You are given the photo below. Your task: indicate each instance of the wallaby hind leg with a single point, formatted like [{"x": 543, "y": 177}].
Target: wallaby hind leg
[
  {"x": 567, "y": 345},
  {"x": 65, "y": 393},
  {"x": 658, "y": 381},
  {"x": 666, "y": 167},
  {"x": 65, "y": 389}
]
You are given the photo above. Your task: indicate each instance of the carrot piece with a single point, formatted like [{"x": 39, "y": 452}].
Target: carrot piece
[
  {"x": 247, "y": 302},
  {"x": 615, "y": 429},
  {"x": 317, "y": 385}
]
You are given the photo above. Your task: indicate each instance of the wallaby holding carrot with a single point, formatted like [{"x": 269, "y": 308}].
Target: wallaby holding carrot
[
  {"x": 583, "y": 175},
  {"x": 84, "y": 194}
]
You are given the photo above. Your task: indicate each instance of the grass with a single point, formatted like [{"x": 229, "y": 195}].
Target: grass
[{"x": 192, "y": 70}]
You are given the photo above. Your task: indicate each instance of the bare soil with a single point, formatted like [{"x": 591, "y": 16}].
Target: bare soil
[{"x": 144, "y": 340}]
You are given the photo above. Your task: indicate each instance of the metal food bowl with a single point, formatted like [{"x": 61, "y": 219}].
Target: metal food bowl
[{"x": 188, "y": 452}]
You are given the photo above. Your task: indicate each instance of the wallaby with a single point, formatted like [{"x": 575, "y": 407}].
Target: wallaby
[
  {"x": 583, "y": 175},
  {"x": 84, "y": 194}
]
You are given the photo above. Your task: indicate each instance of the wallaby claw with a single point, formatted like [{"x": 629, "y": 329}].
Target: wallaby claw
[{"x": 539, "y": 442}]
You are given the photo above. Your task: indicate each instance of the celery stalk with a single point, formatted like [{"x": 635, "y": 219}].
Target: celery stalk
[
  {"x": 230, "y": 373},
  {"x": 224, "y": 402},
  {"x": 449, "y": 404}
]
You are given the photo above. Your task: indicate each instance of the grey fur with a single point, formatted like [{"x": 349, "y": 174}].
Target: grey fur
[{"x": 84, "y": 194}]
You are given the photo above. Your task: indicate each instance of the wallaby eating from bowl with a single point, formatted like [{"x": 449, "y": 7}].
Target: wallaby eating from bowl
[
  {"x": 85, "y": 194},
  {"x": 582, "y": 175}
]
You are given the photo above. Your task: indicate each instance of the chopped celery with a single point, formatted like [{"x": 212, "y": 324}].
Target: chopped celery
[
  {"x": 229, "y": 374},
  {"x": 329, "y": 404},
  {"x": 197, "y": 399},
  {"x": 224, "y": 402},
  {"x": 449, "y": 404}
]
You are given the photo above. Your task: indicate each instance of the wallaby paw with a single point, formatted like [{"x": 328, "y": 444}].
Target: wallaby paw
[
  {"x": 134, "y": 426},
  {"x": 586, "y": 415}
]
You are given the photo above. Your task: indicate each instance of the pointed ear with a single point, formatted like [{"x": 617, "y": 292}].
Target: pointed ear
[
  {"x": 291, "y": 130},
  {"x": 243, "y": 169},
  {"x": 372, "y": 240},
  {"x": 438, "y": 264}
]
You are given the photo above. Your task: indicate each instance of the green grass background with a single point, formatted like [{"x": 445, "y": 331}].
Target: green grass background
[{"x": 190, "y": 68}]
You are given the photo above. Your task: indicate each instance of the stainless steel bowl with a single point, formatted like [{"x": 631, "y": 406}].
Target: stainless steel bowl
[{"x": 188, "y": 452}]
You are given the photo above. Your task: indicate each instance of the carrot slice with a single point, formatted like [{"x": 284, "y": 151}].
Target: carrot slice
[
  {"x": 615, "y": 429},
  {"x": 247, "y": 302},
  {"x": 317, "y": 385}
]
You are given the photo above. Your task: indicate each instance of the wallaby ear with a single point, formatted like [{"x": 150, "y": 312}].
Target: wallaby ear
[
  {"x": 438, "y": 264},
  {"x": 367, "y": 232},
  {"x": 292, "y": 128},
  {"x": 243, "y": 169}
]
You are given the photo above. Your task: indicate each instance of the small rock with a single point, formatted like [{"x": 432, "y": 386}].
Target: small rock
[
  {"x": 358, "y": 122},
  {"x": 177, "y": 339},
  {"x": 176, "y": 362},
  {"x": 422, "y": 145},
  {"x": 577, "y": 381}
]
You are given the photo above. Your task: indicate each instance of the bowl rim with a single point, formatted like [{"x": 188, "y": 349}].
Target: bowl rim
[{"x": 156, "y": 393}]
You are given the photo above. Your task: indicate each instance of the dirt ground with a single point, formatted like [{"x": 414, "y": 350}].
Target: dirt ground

#####

EXERCISE GOAL ▸ Which lines in the data above hold the string "dirt"? Show each one.

OUTPUT OF THE TASK ▸
You are given the photo above. Your task: indicate each instance of the dirt ground with a single point, formatted like [{"x": 414, "y": 350}].
Target: dirt ground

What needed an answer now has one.